Top of Material provided

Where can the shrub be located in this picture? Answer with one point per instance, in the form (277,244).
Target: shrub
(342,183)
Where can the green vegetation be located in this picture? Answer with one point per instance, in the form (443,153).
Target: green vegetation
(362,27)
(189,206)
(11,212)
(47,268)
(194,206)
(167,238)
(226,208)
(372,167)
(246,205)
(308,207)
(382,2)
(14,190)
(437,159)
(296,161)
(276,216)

Bottom of Material provided

Restate the records above exactly.

» Response area
Where can the shrub be located in this picture? Answer with one point per instance, in the form (277,244).
Target: shrub
(342,183)
Where can the green vegetation be located in this picture? Answer with one point per instance, in the form (443,153).
Target: green vegetation
(362,27)
(189,206)
(11,212)
(47,268)
(194,206)
(167,238)
(226,208)
(372,167)
(246,205)
(308,207)
(382,2)
(14,190)
(437,159)
(296,161)
(276,216)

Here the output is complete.